Prompt:
Your task is to repeat all of the data exactly while excluding the pictures.

─── Data for this task

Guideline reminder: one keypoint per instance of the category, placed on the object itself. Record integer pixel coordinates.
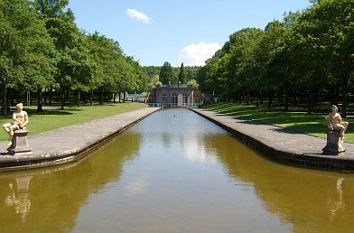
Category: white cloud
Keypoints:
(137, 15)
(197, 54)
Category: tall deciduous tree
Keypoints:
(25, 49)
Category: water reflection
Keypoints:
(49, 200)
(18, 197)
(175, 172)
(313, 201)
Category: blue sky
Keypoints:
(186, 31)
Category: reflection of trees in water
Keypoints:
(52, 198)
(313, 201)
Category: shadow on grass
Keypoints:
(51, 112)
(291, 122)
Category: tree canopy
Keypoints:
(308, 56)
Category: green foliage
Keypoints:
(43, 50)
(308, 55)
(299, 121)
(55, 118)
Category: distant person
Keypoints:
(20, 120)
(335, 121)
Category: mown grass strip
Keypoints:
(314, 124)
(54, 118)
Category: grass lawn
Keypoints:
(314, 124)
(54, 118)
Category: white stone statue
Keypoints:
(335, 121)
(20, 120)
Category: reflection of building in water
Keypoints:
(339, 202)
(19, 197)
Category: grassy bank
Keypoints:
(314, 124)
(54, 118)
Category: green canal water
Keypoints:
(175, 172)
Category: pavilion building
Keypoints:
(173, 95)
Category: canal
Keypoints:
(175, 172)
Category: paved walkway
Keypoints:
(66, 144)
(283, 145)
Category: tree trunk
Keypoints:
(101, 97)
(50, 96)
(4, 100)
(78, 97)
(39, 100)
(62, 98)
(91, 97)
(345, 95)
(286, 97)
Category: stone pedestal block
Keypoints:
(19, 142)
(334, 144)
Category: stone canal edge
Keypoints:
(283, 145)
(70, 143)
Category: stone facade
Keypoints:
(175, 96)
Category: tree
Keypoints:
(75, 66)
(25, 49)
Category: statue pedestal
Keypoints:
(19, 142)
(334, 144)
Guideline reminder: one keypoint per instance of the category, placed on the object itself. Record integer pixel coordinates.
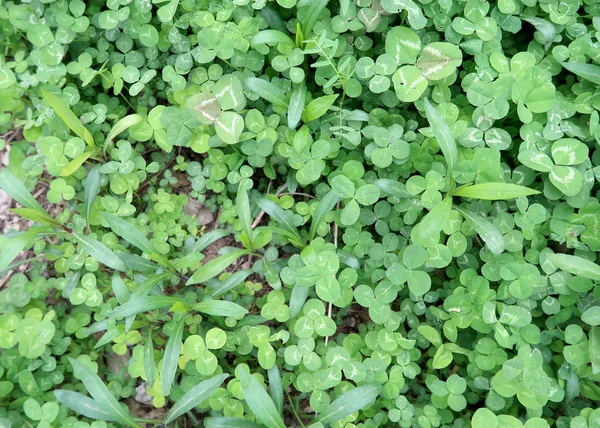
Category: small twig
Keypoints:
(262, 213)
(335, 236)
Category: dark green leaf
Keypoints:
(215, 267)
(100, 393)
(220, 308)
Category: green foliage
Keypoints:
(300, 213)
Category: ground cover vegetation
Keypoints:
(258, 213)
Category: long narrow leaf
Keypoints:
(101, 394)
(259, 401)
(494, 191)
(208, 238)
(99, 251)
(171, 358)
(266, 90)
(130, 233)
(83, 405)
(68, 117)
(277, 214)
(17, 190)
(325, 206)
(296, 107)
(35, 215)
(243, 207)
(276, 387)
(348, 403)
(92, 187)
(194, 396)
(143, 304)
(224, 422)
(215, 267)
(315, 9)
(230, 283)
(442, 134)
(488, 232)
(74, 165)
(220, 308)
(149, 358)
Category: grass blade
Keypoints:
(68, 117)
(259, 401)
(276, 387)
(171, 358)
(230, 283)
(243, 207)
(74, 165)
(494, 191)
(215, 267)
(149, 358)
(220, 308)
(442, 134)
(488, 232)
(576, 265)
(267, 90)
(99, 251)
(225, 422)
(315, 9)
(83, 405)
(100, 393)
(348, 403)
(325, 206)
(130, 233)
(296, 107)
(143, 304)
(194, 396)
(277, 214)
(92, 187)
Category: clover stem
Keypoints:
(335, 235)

──────

Result:
Guideline reminder: one keypoint per instance of the category, placed on the object itself. Record integer pixel coordinates.
Category: white cloud
Keypoints:
(137, 15)
(197, 54)
Category: tall deciduous tree
Keypoints:
(25, 49)
Category: water reflection
Keypoints:
(49, 200)
(18, 197)
(175, 172)
(313, 201)
Category: blue sky
Keypoints:
(186, 31)
Category: reflection of trees in water
Keypoints:
(52, 198)
(313, 201)
Category: shadow on grass
Keypoints:
(51, 112)
(291, 122)
Category: tree canopy
Keypoints:
(308, 56)
Category: green foliage
Keypoints:
(43, 50)
(308, 55)
(299, 121)
(55, 118)
Category: distant person
Keypoints:
(20, 120)
(335, 121)
Category: mown grass strip
Keypoints:
(314, 124)
(54, 118)
Category: grass lawn
Keypoints:
(314, 124)
(54, 118)
Category: white stone statue
Keypoints:
(335, 121)
(20, 120)
Category: reflection of building in water
Keypoints:
(339, 202)
(19, 197)
Category: grassy bank
Keypoints:
(314, 124)
(54, 118)
Category: green canal water
Keypoints:
(175, 172)
Category: pavilion building
Keypoints:
(173, 95)
Category: canal
Keypoints:
(175, 172)
Category: paved walkway
Keypoints:
(66, 144)
(283, 145)
Category: tree trunk
Keypoints:
(101, 97)
(50, 96)
(4, 100)
(78, 97)
(39, 100)
(62, 98)
(91, 97)
(345, 95)
(286, 97)
Category: stone pedestal block
Keypoints:
(19, 142)
(334, 144)
Category: stone canal edge
Keypoints:
(283, 145)
(70, 143)
Category: stone facade
Keypoints:
(175, 96)
Category: tree
Keypoints:
(75, 66)
(25, 49)
Category: statue pedestal
Keypoints:
(19, 142)
(334, 144)
Guideline reminder: one keypoint per instance of the category, placed on the object itself. Record integer pixel coordinates.
Category: small twig
Keypoints:
(262, 213)
(335, 236)
Category: dark green leaf
Keypoints:
(215, 267)
(100, 393)
(220, 308)
Category: green foliage
Keypoints:
(300, 213)
Category: ground cover vegetation
Keypoints:
(258, 213)
Category: long narrow leaf
Keypoints:
(101, 394)
(259, 401)
(494, 191)
(208, 238)
(99, 251)
(171, 358)
(266, 90)
(130, 233)
(83, 405)
(68, 117)
(277, 214)
(17, 190)
(325, 206)
(296, 107)
(35, 215)
(243, 207)
(276, 387)
(348, 403)
(92, 187)
(194, 396)
(143, 304)
(224, 422)
(215, 267)
(315, 9)
(230, 283)
(442, 134)
(488, 232)
(74, 165)
(220, 308)
(149, 358)
Category: grass blade
Keypoints:
(68, 117)
(259, 401)
(276, 387)
(171, 358)
(230, 283)
(243, 207)
(74, 165)
(494, 191)
(215, 267)
(149, 358)
(220, 308)
(442, 134)
(488, 232)
(576, 265)
(267, 90)
(99, 251)
(225, 422)
(315, 9)
(83, 405)
(100, 393)
(348, 403)
(325, 206)
(130, 233)
(296, 107)
(143, 304)
(194, 396)
(277, 214)
(92, 187)
Category: clover stem
Keypoints:
(335, 235)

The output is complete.